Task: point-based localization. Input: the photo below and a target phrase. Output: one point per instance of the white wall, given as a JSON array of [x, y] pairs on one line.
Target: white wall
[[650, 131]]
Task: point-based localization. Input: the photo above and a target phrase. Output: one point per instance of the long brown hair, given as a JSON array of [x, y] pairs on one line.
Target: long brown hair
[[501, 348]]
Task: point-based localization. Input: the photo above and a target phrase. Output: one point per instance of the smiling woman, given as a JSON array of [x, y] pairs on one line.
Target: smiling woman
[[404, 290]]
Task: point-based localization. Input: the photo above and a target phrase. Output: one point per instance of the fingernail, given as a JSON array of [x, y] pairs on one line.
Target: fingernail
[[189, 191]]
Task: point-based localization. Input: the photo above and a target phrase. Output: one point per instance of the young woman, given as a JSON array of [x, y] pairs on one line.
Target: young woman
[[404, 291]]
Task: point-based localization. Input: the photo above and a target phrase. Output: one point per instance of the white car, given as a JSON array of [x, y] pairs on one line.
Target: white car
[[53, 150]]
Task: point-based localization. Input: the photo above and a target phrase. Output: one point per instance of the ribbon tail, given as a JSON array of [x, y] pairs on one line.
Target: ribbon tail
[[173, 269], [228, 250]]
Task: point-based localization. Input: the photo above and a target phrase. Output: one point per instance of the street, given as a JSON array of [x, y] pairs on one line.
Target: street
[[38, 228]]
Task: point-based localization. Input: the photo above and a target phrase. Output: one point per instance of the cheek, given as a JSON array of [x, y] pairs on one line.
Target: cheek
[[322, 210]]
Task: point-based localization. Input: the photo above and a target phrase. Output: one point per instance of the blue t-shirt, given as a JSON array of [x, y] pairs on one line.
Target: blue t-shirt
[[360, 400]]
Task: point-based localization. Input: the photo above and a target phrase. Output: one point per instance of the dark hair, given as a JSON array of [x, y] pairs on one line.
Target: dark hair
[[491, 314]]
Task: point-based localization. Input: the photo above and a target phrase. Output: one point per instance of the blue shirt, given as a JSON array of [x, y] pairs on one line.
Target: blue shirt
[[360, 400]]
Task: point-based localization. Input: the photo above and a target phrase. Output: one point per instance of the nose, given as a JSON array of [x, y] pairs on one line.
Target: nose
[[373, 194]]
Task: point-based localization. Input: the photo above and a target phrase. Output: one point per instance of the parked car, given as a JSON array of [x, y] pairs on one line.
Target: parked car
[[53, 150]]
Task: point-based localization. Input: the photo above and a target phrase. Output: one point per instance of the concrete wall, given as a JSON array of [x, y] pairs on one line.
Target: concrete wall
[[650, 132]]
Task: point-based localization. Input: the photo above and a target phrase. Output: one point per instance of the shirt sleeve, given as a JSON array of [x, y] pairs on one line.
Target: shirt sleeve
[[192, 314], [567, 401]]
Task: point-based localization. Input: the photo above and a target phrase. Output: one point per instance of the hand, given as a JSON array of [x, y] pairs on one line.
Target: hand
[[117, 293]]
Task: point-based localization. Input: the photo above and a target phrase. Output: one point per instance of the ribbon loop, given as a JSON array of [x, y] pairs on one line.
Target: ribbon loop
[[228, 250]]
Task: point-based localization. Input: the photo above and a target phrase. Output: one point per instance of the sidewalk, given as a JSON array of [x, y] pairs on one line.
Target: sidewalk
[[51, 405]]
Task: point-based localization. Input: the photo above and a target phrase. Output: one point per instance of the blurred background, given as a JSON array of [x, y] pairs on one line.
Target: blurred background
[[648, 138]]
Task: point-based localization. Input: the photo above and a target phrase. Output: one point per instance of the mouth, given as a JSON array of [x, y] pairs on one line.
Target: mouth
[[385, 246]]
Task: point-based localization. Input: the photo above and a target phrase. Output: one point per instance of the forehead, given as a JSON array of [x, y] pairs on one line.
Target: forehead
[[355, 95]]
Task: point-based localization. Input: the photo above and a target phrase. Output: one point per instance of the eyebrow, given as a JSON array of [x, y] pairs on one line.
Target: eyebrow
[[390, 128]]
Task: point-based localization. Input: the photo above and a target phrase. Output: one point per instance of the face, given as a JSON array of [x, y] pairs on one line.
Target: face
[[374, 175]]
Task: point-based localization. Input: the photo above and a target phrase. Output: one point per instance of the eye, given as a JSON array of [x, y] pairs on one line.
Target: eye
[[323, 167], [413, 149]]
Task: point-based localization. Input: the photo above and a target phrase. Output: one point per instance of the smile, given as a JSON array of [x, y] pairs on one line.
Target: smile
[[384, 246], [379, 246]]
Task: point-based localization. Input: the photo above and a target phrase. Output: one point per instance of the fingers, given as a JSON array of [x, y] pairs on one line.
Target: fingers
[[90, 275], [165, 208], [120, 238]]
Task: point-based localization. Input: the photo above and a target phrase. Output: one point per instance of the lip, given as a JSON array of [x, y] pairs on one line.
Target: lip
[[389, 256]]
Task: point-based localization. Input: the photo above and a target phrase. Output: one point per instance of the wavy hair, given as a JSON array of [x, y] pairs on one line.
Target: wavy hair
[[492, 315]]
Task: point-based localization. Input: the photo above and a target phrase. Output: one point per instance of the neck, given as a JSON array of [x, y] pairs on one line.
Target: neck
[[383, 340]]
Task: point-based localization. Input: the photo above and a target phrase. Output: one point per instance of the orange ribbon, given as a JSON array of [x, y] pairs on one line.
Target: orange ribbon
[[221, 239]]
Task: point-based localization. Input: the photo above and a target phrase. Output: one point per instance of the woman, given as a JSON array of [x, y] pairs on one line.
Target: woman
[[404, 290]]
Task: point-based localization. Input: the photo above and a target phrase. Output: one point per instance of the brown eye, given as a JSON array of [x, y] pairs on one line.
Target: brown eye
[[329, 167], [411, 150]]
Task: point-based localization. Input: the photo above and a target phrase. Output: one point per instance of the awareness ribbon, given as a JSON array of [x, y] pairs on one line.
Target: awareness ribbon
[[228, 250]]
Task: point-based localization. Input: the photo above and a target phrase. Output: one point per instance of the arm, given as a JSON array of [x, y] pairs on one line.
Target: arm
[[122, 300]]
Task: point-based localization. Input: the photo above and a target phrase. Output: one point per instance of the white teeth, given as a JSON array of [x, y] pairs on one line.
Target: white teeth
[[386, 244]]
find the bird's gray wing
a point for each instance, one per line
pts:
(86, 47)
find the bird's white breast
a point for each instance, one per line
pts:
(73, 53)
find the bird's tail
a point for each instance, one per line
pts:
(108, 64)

■ PROBLEM TO WORK ON: Extract every entry above as it appears.

■ EXERCISE RESPONSE:
Task: point-based localization. Input: the photo below and a target phrase. Output: one point per instance of the white wall, given as a JSON array of [x, y] pairs on one line.
Target: white wall
[[650, 131]]
Task: point-based localization. Input: the photo above and a target phrase. Output: one point per instance of the long brown hair, given as a JSON array of [x, y] pairs on one line.
Target: long brown hair
[[501, 348]]
Task: point-based localization. Input: the photo above and a target phrase. Output: one point per instance of the smiling woman, given as a JSON array of [x, y] pairs on one line.
Target: smiling woman
[[404, 290]]
Task: point-based localization. Input: the photo above and a target phrase. Output: one point per instance of the fingernail, given as a JSON array of [x, y] pairs on one line.
Target: fingernail
[[189, 191]]
Task: point-based localization. Input: the photo above and a target phrase. Output: one point per instance of the young woman, given as a JSON array of [x, y] pairs on one line.
Target: young woman
[[404, 291]]
Task: point-based localization. Input: the photo above and a target phrase. Output: one point per instance of the white car, given as a JSON array of [x, y] pairs on one line.
Target: white car
[[53, 150]]
Task: point-based localization. Input: the photo above and a target phrase. Output: one point per instance of the ribbon tail, given as a JSON array of [x, y] pairs on one line.
Target: ribbon tail
[[173, 269], [228, 250]]
Task: point-based localization. Input: the photo above and a target phrase. Output: one point per instance of the street, given as a JSON array of [x, y] pairs on one line.
Target: street
[[38, 228]]
Task: point-based localization. Input: the photo above and a target phrase. Output: one point per instance of the cheek, given as a JSON array of [x, y] pairs on one line.
Target: cheek
[[322, 210]]
Task: point-based localization. Input: the photo above and a target phrase. Output: one point per instance of the blue t-shirt, given as a JSON array of [x, y] pairs on one line.
Target: blue t-shirt
[[360, 400]]
Task: point-based localization. Input: the photo above and a target phrase. Output: one point per instance of the dark hair, given as a JSON array of [x, y] pairs on one line.
Target: dark hair
[[491, 314]]
Task: point-based localization. Input: the photo above and a target phrase. Output: one point per instance of the blue shirt, given as a JSON array of [x, y] pairs on one line.
Target: blue shirt
[[360, 400]]
Task: point-based localization. Input: the photo above and a target phrase. Output: one point per instance of the nose, given as a JSON array of [x, y] pairs on one line.
Target: nose
[[373, 194]]
Task: point-based localization. Input: the photo above and a target phrase. Output: one point per instance of the parked car, given as a JSON array of [x, y] pairs on one line.
Target: parked car
[[53, 150]]
Task: point-based localization. Input: the photo above and a target phrase. Output: one point per instance of the concrete wall, given as a JSON array of [x, y] pairs on one line.
Target: concrete wall
[[650, 132]]
Task: point-based localization. Input: the photo above and a target phrase. Output: one point per instance of the shirt sleeve, given as a JSON array of [x, y] pairs on one line.
Target: shirt sleeve
[[192, 314], [567, 401]]
Task: point-based localization. Input: the photo above and a target phrase. Output: one point per instance of the hand, given as a JSON array of [x, y] pairs on one line.
Target: hand
[[117, 293]]
Task: point-based localization. Input: the photo above and a target phrase. Output: one point per instance of the ribbon loop, given as a JSON array of [x, y] pairs on one line.
Target: ribbon loop
[[228, 250]]
Task: point-based localization. Input: the photo above and a target phrase. Output: one point per instance of the sidewalk, given as a JSON array of [x, y] pairs on one line.
Target: sidewalk
[[51, 405]]
Task: point-based localization. Input: the photo above and a target phrase. Output: one point per instance of the blurred background, given as a JSON array of [x, y] pairs on one line.
Target: blurred background
[[648, 138]]
Task: point-based localization. Input: the photo above and a target phrase. Output: one point per instance of the mouth, given as a JSON array of [x, y] pairs on one line.
Target: mouth
[[385, 246]]
Task: point-based localization. Input: the photo above and a target phrase. Output: one point per instance of the forehead, given as a JSON array of [x, y] pairs on one line.
Target: forehead
[[355, 95]]
Task: point-based localization. Input: the photo above and a target phrase. Output: one point per instance of the eyebrow, given as a JSON array of [x, y] pairs on one line.
Target: eyebrow
[[390, 128]]
Task: point-based localization. Input: the photo above and a target phrase. Output: one point per instance of the face, given as a JSON array of [x, y] pairs on one line.
Target: face
[[374, 175]]
Task: point-based localization. Input: the photo above and a target phrase. Output: one point per instance of the eye, given as a JSON array of [x, y] pairs on one line.
Target: eye
[[323, 167], [413, 149]]
Task: point-based localization. Input: the photo above and a target phrase. Output: one point per instance of the smile, given as a JSON array of [x, y] pairs on one line.
Target: smile
[[384, 246], [379, 246]]
Task: point-based localization. Input: the photo above and a target phrase. Output: one point per instance of the fingers, given as a JSON array of [x, y] pairs on one line.
Target: fingers
[[90, 275], [165, 208], [120, 238]]
Task: point-based localization. Input: the photo above and a target phrase. Output: one point per instance of the lip, given as a JSON array of [x, y] pairs on one line.
Target: lip
[[389, 256]]
Task: point-based localization. Input: the photo above and a target phrase. Output: one point per instance of the wavy hair, given as a JSON array of [x, y] pairs on one line.
Target: wavy hair
[[492, 315]]
Task: point-based localization. Input: the photo above and a target phrase. Output: one point per instance of the neck, given as a JSON array of [x, y] pairs on one line.
Target: neck
[[383, 340]]
Task: point-based localization. Input: the photo above and a target phrase. Output: one point per instance of the orange ribbon, given as a JSON array of [x, y] pairs on one line.
Target: orange ribbon
[[221, 239]]
Task: point-based localization. Input: the photo above and a target phrase. Output: one point per instance of the woman, given as a JSON array of [x, y] pairs on one line.
Target: woman
[[404, 290]]
Task: point-based localization. Input: the photo above and a target phrase. Output: one point per instance of the brown eye, given as a JSON array of [x, y] pairs on one line.
Target: brown eye
[[329, 167], [411, 150]]
Task: point-based localization. Input: the photo above and a target phrase. Output: one point per instance of the awareness ribbon, given as a JSON array of [x, y] pairs on one line.
Target: awareness ribbon
[[228, 250]]
Task: point-based localization. Input: the photo above and a target phrase. Output: one point per instance of the arm, given as a JSON array of [x, y] pairs on one line.
Target: arm
[[122, 300]]
Task: point-based localization. Input: the photo above and a target phrase. Output: one point per instance of the white teeth, given as a JSON array of [x, y] pairs on one line.
Target: white teeth
[[386, 244]]
find the bird's gray wing
a point for each instance, one per line
pts:
(86, 47)
find the bird's white breast
a point for each instance, one per line
pts:
(73, 53)
find the bird's tail
a point for each instance, one per line
pts:
(108, 64)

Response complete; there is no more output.